Задание A: Выпиши из листинга без изменений всё, начиная со строки с «point_to(query) locates the palm tree trunk» и вниз до строки с «x=51, y=159», обе включительно.
++++++++++
В этих чрезвычайно важных положениях уже содержится объяснение человеческой способности к прогнозированию, предвидению, улавливанию «аттракторов» движущихся событий, наконец, к построению проектов разных уровней сложности. Человек формирует в своем сознании вместилища для «отсутствующего» (для возможного, для пока еще не реализованного, для того, что нежелательно и т.д.) и эти вместилища оказываются эмбрионами всей человеческой культуры.

Как же объясняется эта удивительная способность человека к мечте? Во-первых, это объясняется из ряда вон выходящей конституцией человека, который выделяется из всего контекста биологии своей относительной беззащитностью, неадаптивностью.

По мысли того же Гелена, в которой обобщен опыт целых поколений антропологов, для человека в отличие от всех животных характерна уникальная замедленность периода созревания, длительность «щадящего периода» его развития, «во время которого биологически беспомощное существо делает как себя самое, так и мир темой опыта, открытия и овладения»[3].

Таким образом, социально-психологический и социально-антропологический взгляд обнажает великое благо культурной традиции – возможность для индивидуальности постепенно созревать в развитой культуре и достигать, за счет запасов времени, предоставляемых для самовозрастания, ее инструментальных высот.

Одним из главных и самых продуктивных механизмов собирания себя, настройки себя как высокоорганизованного и могущественного существа является человеческая мечта.

Кристаллизация личности, способной не только адаптироваться, но и адаптировать природу и внешнюю реальность под свои цели и задачи, происходит вокруг невидимой, «отсутствующей» оси.
++++++++++
Задание B: Продолжи текст о человеческой мечте, начав сразу после его последнего предложения.

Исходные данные
++++++++++
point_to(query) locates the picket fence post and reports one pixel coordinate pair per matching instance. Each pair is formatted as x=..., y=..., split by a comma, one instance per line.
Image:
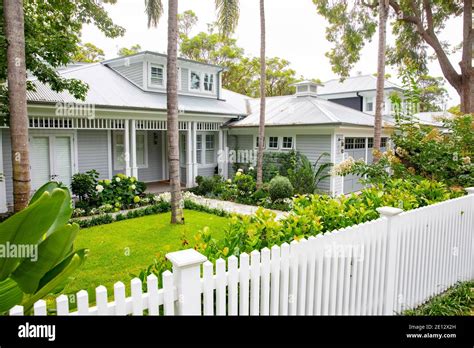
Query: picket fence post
x=390, y=214
x=470, y=192
x=187, y=279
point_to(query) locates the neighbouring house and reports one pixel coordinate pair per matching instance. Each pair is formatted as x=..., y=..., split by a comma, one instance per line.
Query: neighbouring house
x=121, y=125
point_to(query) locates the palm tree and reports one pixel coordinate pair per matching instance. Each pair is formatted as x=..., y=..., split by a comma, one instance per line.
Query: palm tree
x=263, y=79
x=154, y=10
x=383, y=13
x=15, y=36
x=227, y=20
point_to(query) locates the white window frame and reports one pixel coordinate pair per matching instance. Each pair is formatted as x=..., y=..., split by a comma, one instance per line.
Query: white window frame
x=213, y=81
x=369, y=100
x=114, y=149
x=150, y=83
x=199, y=73
x=283, y=142
x=204, y=149
x=272, y=147
x=256, y=143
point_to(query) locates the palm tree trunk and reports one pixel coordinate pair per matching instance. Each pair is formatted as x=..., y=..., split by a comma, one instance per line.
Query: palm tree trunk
x=15, y=36
x=380, y=78
x=172, y=104
x=263, y=79
x=467, y=70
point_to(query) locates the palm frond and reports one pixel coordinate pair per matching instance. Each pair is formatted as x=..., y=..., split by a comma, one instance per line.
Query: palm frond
x=228, y=13
x=153, y=10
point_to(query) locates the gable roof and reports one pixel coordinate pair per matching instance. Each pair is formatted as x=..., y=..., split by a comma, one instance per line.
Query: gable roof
x=109, y=89
x=354, y=84
x=292, y=111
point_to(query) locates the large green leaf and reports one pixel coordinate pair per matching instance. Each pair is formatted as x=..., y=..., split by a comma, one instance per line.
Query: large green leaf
x=50, y=253
x=56, y=276
x=10, y=295
x=66, y=208
x=29, y=225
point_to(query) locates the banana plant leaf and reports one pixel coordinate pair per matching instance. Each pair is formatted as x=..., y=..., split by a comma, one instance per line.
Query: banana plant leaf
x=10, y=295
x=50, y=253
x=56, y=277
x=66, y=208
x=29, y=225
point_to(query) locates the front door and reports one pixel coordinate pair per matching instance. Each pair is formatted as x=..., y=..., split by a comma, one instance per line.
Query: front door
x=51, y=159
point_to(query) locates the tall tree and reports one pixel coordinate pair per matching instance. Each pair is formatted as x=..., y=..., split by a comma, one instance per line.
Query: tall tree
x=16, y=67
x=379, y=97
x=50, y=34
x=154, y=10
x=124, y=51
x=88, y=53
x=417, y=25
x=263, y=78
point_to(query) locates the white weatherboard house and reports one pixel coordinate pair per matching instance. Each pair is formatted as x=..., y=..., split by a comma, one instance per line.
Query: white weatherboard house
x=125, y=113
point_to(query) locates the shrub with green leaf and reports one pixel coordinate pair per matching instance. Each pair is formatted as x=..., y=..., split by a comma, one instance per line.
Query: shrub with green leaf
x=42, y=225
x=280, y=188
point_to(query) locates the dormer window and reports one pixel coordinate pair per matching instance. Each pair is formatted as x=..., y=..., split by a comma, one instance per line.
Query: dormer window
x=157, y=75
x=195, y=83
x=306, y=88
x=208, y=82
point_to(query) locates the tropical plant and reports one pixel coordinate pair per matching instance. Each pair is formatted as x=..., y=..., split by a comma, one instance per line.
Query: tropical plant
x=154, y=10
x=306, y=177
x=417, y=24
x=280, y=187
x=26, y=279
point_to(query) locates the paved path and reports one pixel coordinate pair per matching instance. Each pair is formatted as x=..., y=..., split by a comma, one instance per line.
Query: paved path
x=232, y=207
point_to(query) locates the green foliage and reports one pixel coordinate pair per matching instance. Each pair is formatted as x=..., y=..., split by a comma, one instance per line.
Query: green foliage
x=458, y=300
x=84, y=185
x=26, y=279
x=306, y=177
x=280, y=187
x=52, y=37
x=124, y=51
x=315, y=214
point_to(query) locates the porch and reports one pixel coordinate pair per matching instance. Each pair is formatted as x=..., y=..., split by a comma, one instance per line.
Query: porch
x=61, y=147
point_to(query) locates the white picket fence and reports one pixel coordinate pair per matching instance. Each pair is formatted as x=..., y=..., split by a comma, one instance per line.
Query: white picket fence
x=384, y=266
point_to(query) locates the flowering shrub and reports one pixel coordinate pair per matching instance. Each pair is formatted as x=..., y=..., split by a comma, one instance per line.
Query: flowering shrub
x=314, y=214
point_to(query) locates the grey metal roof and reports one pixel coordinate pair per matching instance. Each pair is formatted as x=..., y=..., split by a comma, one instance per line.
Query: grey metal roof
x=292, y=111
x=353, y=84
x=109, y=89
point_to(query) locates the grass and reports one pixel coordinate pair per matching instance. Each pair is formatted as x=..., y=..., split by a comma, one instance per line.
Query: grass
x=458, y=300
x=122, y=248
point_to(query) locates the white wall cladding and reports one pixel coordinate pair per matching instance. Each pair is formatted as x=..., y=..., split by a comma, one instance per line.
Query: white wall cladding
x=155, y=163
x=133, y=72
x=92, y=151
x=312, y=146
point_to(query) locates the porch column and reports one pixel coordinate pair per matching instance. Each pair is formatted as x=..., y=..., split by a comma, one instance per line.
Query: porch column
x=194, y=153
x=189, y=156
x=3, y=191
x=226, y=155
x=133, y=148
x=220, y=154
x=126, y=140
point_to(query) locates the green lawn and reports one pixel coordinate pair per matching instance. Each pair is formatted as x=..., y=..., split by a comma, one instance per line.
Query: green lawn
x=124, y=247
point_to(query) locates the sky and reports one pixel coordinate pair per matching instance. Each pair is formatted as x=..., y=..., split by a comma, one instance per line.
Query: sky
x=295, y=32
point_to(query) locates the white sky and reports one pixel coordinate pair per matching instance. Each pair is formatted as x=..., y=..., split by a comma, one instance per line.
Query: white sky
x=295, y=32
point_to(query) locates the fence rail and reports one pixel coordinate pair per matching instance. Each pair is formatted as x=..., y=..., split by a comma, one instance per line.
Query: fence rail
x=384, y=266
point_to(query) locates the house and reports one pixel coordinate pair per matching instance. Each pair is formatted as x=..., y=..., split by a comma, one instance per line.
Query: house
x=121, y=125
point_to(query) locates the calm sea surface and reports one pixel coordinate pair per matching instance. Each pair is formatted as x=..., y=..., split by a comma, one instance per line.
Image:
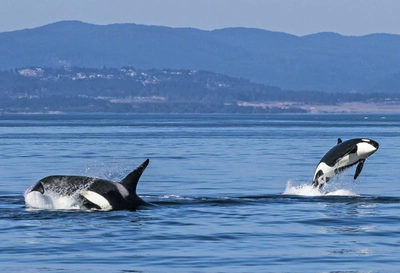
++++++++++
Ответ A:
point_to(query) locates the palm tree trunk and reports one pixel coordinate pair per matching instance. Each pair is formatted as x=..., y=..., split by a comma, one instance per line.
Query: palm tree trunk
x=15, y=36
x=380, y=78
x=172, y=104
x=263, y=79
x=467, y=70
point_to(query) locates the palm frond and reports one pixel coordinate pair per matching instance. Each pair is formatted as x=..., y=..., split by a comma, one instance per line.
Query: palm frond
x=228, y=13
x=153, y=10
point_to(query) locates the gable roof and reports one pixel coordinate pair per matching instance. Each pair is formatted as x=..., y=..., split by a comma, one instance per line.
Query: gable roof
x=109, y=89
x=354, y=84
x=292, y=111
point_to(query) locates the large green leaf and reports one pixel coordinate pair per matching instance. Each pair is formatted as x=..., y=..., split by a comma, one instance per line.
Query: large green leaf
x=50, y=253
x=56, y=276
x=10, y=295
x=66, y=208
x=29, y=225
point_to(query) locates the banana plant leaf and reports one pixel coordinate pair per matching instance. Each pair is formatted as x=..., y=..., split by a comma, one instance per line.
Query: banana plant leaf
x=10, y=295
x=50, y=253
x=56, y=277
x=66, y=208
x=29, y=225
point_to(query) locates the front door and reports one pixel coordinate pair per matching instance. Each pair is formatted as x=..., y=..., split by a comma, one instance per line.
Query: front door
x=51, y=159

Ответ B:
Если Гелен назвал ее «зиянием», то наряду с этим мы видим в разных традициях целую гирлянду подобных же определений: осмысления «пустоты в сердце», «пустого алтаря», «мрака», «внутренней тишины», «тьмы на подступах к полюсу» (христианские богословы, мистики вроде Авиценны или Мейстера Экхарта).

Подобные метафоры мы встречаем и у даосов, к примеру у Лао Цзы, когда он говорит о «пустотной цельности» как формуле собирания человеческого бытия вокруг «отсутствующего»[4]. Пустота – человеческое состояние, необходимое для восприятия полноты. Пустота соотносится с полнотой так же как полый сосуд с тем источником, откуда этим сосудом черпают воду.

Эта таинственная ось не наличествует, а именно «мечтается» человеком в его созерцаниях, во время покоя, сна, размышления, наконец, в его эстетических, интеллектуальных и духовных переживаниях.

По мере кристаллизации созревающего человеческого сознания вокруг этой оси отсутствующее как будто «выкликается» из небытия, становится реальнее любой реальности, пафосом реальности, становится порождающим принципом, – мечтой, которая воплощает саму себя.

Склонность русской ментальности к мечте, особые отношения с мечтой подкрепляются данными культурологии, психологии, социологии и других наук. Эти особые отношения видны и на уровне языка. К примеру, слово «ничто» у нас склоняется, приобретая в родительном и творительном падежах характерную форму «ничего», что указывает на контакт нигилистической субстанции с порождающей первореальностью.

В христианской метафизике через таинственную формулу ex nihilo («из ничего») определяется принцип творения Богом мира, что делает данную тему особенно пронзительной и ключевой для русской культуры и мировоззрения. В наших нигилистических оборотах присутствует двойная негация, своего рода нагнетание негации и в то же время отрицание отрицания, то есть снятие негации («ничего не вижу», «ничего не делать» и т.п.).

В отличие от «ничто» «ничего» – это тот аспект небытия, который входит в реальность, та печать небытия, которая лежит на реальности, на «всем», родимое пятно отсутствующего, которое в первую очередь проявляется в человеке через его внутреннюю «пустоту»-«зияние»[5].

Характерно, что именно в русской философии оформилось учение об изначальной нетварной свободе, коренящейся в ничто, над которой не властен даже Бог (Бердяев). Свобода заложена в природе человека изначально и она сама есть условие очеловечивания человека, его самостроительства.

Ничего – это отсутствующая в настоящем ось перехода в будущее. Ничего – это преодоление обстоятельств и обстояний в связи с волевой мечтой о лучшей жизни, об исправлении поврежденной реальности, о милости Божией, которая должна же повернуться лицом и к нам.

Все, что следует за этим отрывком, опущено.